[start of INPUT FOR THIS TASK]

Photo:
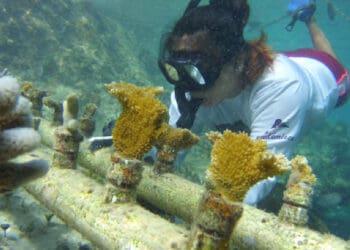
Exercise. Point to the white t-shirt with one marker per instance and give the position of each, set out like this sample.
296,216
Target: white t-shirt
293,95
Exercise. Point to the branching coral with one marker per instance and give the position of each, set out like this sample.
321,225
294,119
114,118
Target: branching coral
297,196
16,137
143,122
237,163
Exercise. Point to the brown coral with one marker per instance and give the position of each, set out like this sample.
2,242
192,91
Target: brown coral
143,122
237,163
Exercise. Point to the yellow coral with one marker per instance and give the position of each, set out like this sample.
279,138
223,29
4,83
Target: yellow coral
143,122
237,163
301,172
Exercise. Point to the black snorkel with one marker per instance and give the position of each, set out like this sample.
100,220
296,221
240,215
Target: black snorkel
187,105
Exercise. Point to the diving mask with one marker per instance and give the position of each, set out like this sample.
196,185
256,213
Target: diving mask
189,70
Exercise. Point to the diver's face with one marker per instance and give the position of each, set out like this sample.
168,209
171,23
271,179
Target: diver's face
228,85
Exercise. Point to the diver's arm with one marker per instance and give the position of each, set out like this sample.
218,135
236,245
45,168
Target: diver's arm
318,38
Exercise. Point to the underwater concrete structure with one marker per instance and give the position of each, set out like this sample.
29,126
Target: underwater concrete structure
79,201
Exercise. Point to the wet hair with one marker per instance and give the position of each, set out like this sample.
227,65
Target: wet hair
217,30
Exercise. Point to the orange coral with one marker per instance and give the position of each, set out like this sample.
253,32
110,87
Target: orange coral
237,163
143,122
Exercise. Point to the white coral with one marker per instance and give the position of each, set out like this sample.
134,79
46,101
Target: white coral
16,136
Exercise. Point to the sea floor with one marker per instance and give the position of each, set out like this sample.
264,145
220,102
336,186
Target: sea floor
32,226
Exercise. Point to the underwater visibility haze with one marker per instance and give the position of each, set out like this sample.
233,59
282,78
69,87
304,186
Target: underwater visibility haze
65,54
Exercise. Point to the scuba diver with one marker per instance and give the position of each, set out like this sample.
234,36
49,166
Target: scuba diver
220,79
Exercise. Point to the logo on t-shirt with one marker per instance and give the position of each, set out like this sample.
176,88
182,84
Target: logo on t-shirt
279,124
272,134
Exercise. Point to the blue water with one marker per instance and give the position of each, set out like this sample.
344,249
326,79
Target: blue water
146,21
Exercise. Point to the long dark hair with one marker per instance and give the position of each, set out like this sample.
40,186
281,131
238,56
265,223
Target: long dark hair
221,24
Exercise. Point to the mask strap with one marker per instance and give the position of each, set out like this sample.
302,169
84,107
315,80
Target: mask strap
191,5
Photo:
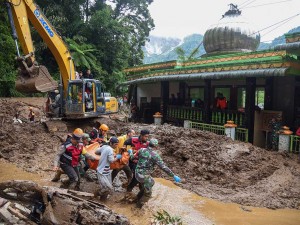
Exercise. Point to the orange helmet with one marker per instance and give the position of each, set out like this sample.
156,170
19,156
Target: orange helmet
78,133
104,127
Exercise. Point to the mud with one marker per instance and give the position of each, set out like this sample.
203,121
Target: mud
210,165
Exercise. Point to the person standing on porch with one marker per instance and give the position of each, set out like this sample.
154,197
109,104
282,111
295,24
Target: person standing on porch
298,134
221,101
275,125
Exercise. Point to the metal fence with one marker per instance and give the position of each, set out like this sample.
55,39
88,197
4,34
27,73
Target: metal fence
240,135
294,143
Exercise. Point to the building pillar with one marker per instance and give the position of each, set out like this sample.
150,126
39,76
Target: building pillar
207,101
230,128
250,106
164,98
284,139
233,98
268,103
182,92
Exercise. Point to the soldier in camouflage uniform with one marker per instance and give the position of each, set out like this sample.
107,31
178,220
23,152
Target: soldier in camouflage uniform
148,158
275,125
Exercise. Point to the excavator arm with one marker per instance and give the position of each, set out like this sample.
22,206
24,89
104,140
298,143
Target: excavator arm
34,77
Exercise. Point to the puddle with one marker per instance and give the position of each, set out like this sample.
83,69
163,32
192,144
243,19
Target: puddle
193,209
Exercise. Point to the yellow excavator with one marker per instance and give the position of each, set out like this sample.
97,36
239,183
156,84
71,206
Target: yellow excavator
79,98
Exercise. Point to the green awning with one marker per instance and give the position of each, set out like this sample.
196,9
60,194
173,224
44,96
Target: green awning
212,75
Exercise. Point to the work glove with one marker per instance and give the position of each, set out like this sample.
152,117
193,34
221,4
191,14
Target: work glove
177,179
130,151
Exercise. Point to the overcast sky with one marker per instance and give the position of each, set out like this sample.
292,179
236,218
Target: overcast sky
180,18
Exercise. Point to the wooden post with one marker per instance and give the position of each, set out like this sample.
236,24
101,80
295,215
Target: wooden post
182,91
164,98
207,101
250,106
268,93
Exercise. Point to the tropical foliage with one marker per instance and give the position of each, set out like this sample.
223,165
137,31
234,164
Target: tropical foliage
104,36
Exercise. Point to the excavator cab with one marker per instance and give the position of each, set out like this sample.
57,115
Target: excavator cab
33,77
84,99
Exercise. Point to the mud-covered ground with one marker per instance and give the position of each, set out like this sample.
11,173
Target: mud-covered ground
210,165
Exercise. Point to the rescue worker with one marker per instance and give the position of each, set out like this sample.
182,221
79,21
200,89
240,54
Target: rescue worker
136,143
31,114
85,141
83,164
118,150
275,125
103,169
101,134
68,158
147,159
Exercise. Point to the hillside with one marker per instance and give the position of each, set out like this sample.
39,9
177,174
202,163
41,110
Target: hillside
161,49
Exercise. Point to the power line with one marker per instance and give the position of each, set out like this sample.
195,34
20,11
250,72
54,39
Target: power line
266,4
247,4
277,23
279,26
244,3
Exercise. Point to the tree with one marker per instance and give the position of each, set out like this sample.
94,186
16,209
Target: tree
135,16
8,70
82,53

[end of INPUT FOR THIS TASK]

* [TO BE DONE]: Make an exact copy of the data, leaving its pictures out.

* [RESULT FOR THIS EXERCISE]:
Photo:
Exercise. Point to the white t-shirt with one marker per instance and give the position of each, set out like this sample.
296,216
Target: white t-shirt
293,95
Exercise. Point to the branching coral with one marker per instance and give the position of each, set out like this sample.
321,225
294,119
114,118
Target: branching coral
297,196
16,137
143,122
237,163
Exercise. Point to the brown coral with one marker per instance and give the position of each, set out like this sample.
2,242
192,91
Target: brown coral
143,122
237,163
Exercise. Point to the yellow coral with one marker per instance and give the position of each, set out like this sample.
279,138
223,29
4,83
Target: yellow coral
143,122
237,163
301,172
Exercise. Point to the black snorkel with one marker per instance and give the position of each, set out like this sample.
100,220
296,221
240,215
Target: black snorkel
187,105
Exercise. Point to the diving mask with one marker per instance and give the position of each, set out like this sample.
196,185
256,213
Target: diving mask
189,70
Exercise. Point to the diver's face with one marker per instance and give the position of each, set out like this sample.
168,209
171,23
271,179
Target: diver's face
228,85
Exercise. Point to the diver's arm with one marker per instance and give the position of each, set out like this sample.
218,135
236,245
45,168
Target: diver's arm
318,38
Exercise. Point to the underwater concrete structure with one marker per instance and give the position of each, set out like this sample.
29,126
Target: underwater concrete structure
79,201
Exercise. Point to the wet hair with one marker per instance and give the position of each, set out like this sample.
227,65
Target: wet hair
217,30
Exercise. Point to the orange coral with one marker per instance and give the position of each, set out like this sample.
253,32
110,87
Target: orange coral
237,163
143,122
Exercise. Point to the white coral with one marker per instance and give the position of each, set out like this sample.
134,79
46,101
Target: white coral
16,136
Exercise. Point to the sea floor with one marker per instance and give the position of each, set out like this sample.
264,145
220,102
336,186
Target: sea floor
32,226
Exercise. Point to the underwater visibility haze with one marker per instance and give the position of each, set out like this sample.
233,59
282,78
69,87
304,186
Target: underwater visibility haze
65,54
Exercise. Point to the scuba diver with one marker per instance and give the position of each, set out like this sample.
234,36
49,166
Target: scuba diver
220,79
Exercise. Point to the logo on t-shirt with one marker per instance and give the position of each, set out like this sample.
176,88
182,84
Target: logo on t-shirt
279,124
272,134
Exercise. Point to the blue water with one marker per instance and give the position of each, set out like this sample.
344,249
326,79
Target: blue water
146,21
Exercise. Point to the long dark hair with one marker per instance and give the position of each, set out like this sample.
40,186
281,131
238,56
265,223
Target: long dark hair
221,24
Exercise. Point to the mask strap with one marker per instance and give the position of each, set out like this sample.
302,169
84,107
315,80
Target: mask strap
191,5
Photo:
Exercise. Point to the orange helmet with one marker per instance and give the position of each, set out like this sample.
156,170
19,156
Target: orange helmet
78,133
104,127
Exercise. Point to the mud with one marker per instance and give the position of each, set out like this sample.
203,121
Target: mud
210,165
Exercise. Point to the person standing on porch with one marker per instance and give the position of each, set out like this sample.
154,197
109,104
282,111
295,24
Target: person standing on porch
298,134
221,101
275,125
Exercise. Point to the metal fence with one marker per instance and give the position of each, set out like this sample.
55,39
88,197
4,34
27,73
Target: metal fence
240,135
294,143
Exercise. Point to the building pillar with one marker per instance and give the position of each, set out like this sample.
150,126
39,76
Target: building pillar
207,101
230,128
250,106
164,98
284,139
233,98
268,103
182,92
Exercise. Point to the soldier in camouflage uniform with one marker per instance and give the position of each, set out like this sample.
107,31
178,220
23,152
Target: soldier in camouflage uniform
148,158
275,125
Exercise. Point to the excavator arm with one marker per instance and give the position of each, set out like this sample.
22,206
24,89
104,140
298,143
Target: excavator arm
34,77
Exercise. Point to the puddle with one marker per instance and give the position of each, set out like this sample.
83,69
163,32
192,144
243,19
Target: puddle
193,209
Exercise. Point to the yellow excavator with one marker per instance and give the position of each, set out like this sample.
97,36
239,183
156,84
71,206
Target: yellow excavator
79,98
Exercise. Point to the green awning with one marker per instance and give the position of each, set out like this sample.
196,9
60,194
173,224
44,96
Target: green awning
212,75
Exercise. Point to the work glove with one marker per instance and give the position of each, set out like this sample.
152,117
193,34
221,4
191,14
Target: work glove
177,179
130,151
Exercise. Point to the overcast sky with one marker per instance and give the position of each, set out like this sample.
292,179
236,218
Target: overcast sky
180,18
Exercise. Point to the wooden post with one marker per instance and give the position of each, set out like this sample.
236,24
101,80
295,215
Target: wooden post
182,91
164,98
207,101
250,106
268,93
Exercise. Point to the tropical foliage with one marker per instance and give the position of each, set out like this sample.
223,165
137,31
234,164
Target: tropical foliage
104,36
Exercise. Point to the excavator cab with one marker per instance and give the position of each, set out like this sample.
57,115
Target: excavator cab
33,77
84,99
Exercise. Point to the mud-covered ground with one marker per instance and give the position of each, set out like this sample.
11,173
Target: mud-covered ground
210,165
Exercise. Point to the rescue worker with one marker per instance and give the position of each, set out like this sample.
182,221
79,21
200,89
240,54
Target: rescue worker
136,143
31,114
85,141
83,164
118,150
275,125
103,169
101,134
68,158
147,159
Exercise. Point to the hillside with one marker per instance and give the position of each, set out like this sample.
39,9
177,174
202,163
41,110
Target: hillside
161,49
Exercise. Point to the power line with one marker per instance and give the position of each, set out like this sample.
195,34
20,11
250,72
54,39
Target: power line
266,4
247,4
277,23
279,26
244,3
Exercise. Point to the tree with one marker per instance and give the position of each, set out like this sample.
94,186
16,209
Target: tree
135,16
8,70
82,53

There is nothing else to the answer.